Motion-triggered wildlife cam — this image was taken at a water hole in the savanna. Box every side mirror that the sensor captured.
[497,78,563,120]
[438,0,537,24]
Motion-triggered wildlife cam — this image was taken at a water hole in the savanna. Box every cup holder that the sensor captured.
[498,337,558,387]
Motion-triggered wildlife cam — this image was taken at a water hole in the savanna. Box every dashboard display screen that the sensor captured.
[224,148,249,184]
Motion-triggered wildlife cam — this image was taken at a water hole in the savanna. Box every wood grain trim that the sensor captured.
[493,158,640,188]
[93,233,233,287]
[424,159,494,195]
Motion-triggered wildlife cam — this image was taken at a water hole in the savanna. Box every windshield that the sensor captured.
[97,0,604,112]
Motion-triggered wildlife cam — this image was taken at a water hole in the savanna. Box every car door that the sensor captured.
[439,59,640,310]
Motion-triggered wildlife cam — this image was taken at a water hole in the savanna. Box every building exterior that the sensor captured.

Task statement:
Present every row above as a numbered list, omitting any blank lines.

Task output:
1. Motion-triggered wildlife cam — this image was taken at a water hole in the savanna. Box every side mirror that the sensor captured.
2. [497,78,563,120]
3. [438,0,537,24]
4. Motion-triggered wildlife cam — this image was taken at a water hole in the savanna. Box every cup holder that the sensor captured.
5. [498,337,558,387]
6. Motion-triggered wildlife cam — this image was taken at a water hole in the savanna. Box every dashboard display screen that the sensor captured.
7. [224,148,249,184]
8. Motion-triggered wildlife cam — this image was taken at a water hole in the savanna. Box every wood grain trim that the sensor captured.
9. [493,158,640,188]
10. [93,233,233,287]
11. [424,159,494,195]
12. Motion-triggered wildlife cam — this image was taken at a water hole in the savanna. Box every windshield that the sensor captured.
13. [97,0,604,112]
14. Motion-triggered wildlife cam — this image was taken at a water hole in the savanna. Box every car door that the sensor captured.
15. [439,59,640,310]
16. Motion-triggered wildlife cam — this image was taken at a water hole in the savanna. Box every building exterior that the sensor captured.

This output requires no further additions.